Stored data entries
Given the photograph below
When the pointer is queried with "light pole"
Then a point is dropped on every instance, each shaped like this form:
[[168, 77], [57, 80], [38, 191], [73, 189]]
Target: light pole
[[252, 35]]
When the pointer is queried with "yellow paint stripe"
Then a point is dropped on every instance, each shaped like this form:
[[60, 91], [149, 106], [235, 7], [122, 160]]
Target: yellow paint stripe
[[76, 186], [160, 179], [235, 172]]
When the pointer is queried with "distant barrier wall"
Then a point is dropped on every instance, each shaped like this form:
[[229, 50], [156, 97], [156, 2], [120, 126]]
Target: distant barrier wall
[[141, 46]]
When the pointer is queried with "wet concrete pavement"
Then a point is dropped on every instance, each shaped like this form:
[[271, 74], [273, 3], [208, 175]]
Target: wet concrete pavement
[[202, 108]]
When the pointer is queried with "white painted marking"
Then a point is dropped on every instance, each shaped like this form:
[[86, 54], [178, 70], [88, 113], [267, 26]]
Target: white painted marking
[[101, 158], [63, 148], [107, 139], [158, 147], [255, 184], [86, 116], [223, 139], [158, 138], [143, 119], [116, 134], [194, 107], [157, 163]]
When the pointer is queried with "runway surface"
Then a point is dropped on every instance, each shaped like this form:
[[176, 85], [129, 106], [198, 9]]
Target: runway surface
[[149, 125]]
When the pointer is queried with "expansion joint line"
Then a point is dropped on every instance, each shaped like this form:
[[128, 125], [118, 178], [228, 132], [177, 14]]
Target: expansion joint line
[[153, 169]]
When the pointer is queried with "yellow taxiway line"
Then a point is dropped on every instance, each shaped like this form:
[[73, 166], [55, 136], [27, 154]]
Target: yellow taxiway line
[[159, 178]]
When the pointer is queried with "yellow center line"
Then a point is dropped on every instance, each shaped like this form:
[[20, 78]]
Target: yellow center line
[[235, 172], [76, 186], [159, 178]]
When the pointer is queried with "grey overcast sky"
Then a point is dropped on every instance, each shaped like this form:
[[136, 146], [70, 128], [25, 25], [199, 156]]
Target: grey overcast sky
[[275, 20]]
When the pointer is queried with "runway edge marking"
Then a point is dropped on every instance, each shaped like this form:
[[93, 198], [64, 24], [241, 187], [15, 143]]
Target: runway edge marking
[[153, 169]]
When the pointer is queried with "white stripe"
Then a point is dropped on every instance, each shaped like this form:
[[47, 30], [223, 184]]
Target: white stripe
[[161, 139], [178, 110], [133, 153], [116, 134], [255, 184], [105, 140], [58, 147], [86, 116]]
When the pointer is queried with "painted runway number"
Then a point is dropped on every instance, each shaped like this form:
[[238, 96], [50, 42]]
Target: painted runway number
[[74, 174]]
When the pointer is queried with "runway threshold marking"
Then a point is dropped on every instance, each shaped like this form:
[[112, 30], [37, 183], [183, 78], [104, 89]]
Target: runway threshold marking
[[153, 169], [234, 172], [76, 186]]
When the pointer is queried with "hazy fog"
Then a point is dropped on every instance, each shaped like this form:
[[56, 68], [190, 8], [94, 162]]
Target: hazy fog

• **TASK STATEMENT**:
This exercise asks for every line of the records to be repeated exactly.

• **ANSWER SECTION**:
Given the photograph below
When the pointer is queried with "light pole"
Then a point is dropped on every instance, each shaped like this form:
[[168, 77], [57, 80], [38, 191], [73, 189]]
Target: light pole
[[252, 35]]
When the pointer is queried with "yellow paint stripe"
Then a point is dropped on every instance, each shaped like this form:
[[60, 91], [149, 106], [235, 7], [122, 160]]
Target: yellow paint stripe
[[76, 186], [160, 179], [235, 172]]
When the pointer is queried with "distant barrier wall"
Then a point is dropped on every instance, each shaped like this form:
[[229, 50], [156, 97], [156, 2], [120, 126]]
Target: distant barrier wall
[[141, 46]]
When the pointer is queried with "wet concrete pavement"
Then a point is dropped on every instance, each shaped like this form:
[[271, 74], [273, 3], [208, 175]]
Target: wet concrete pavement
[[202, 108]]
When the pointer is queried with "white painted marking"
Then a point is dropped on every instance, each shaped like this form:
[[86, 54], [178, 70], [88, 113], [267, 26]]
Target: white painted marking
[[101, 158], [63, 148], [107, 139], [158, 147], [255, 184], [86, 116], [223, 139], [158, 138], [143, 119], [116, 134], [194, 107], [157, 163]]
When the pointer is queried with "runway surface"
Then a point is dropped on every instance, each shaped like this form:
[[176, 85], [129, 106], [198, 9]]
Target: runway surface
[[149, 125]]
When the pointer is queried with "expansion joint line"
Then a point is dropped on every instance, each shaped like this form:
[[128, 125], [118, 178], [228, 132], [177, 14]]
Target: expansion joint line
[[153, 169]]
When the pointer is queried with "yellow taxiway line"
Then a point is dropped on every instance, each shaped like this form:
[[73, 166], [55, 136], [27, 154]]
Target: yellow taxiway line
[[159, 178]]
When the pointer is queried with "yellow center line"
Then a point is dropped on every instance, each shaped like this form:
[[20, 78]]
Target: yellow center line
[[235, 172], [76, 186], [159, 178]]
When the pointer is queried with "grey overcast sky"
Then a point is dropped on every instance, each shaped like this form:
[[136, 146], [70, 128], [25, 25], [199, 156]]
Target: grey overcast sky
[[275, 20]]
When the pointer is queried with "runway edge marking"
Then a point is dropped on every instance, each shaped like this form:
[[93, 198], [64, 24], [241, 187], [15, 143]]
Target: runway edge marking
[[153, 169]]
When the pointer is queried with "white stripe"
Then a point is dropped on every instance, each shaped like this form:
[[47, 30], [223, 184]]
Target: white stripe
[[161, 139], [178, 110], [133, 153], [116, 134], [255, 184], [105, 140], [58, 147], [86, 116]]
When the pointer is queried with "painted runway number"
Then a point is dropped on every instance, each shaped like this form:
[[238, 96], [50, 42]]
Target: painted runway number
[[74, 174]]
When the pointer is queried with "runway threshold marking"
Then a point is dropped on every instance, each shaped like this form:
[[112, 30], [37, 183], [183, 78], [104, 89]]
Target: runway threshold marking
[[153, 169], [234, 172], [76, 186]]
When the pointer is queried with "hazy fog"
Then a point is dropped on every instance, each shaped like this form:
[[56, 68], [190, 8], [94, 162]]
Target: hazy fog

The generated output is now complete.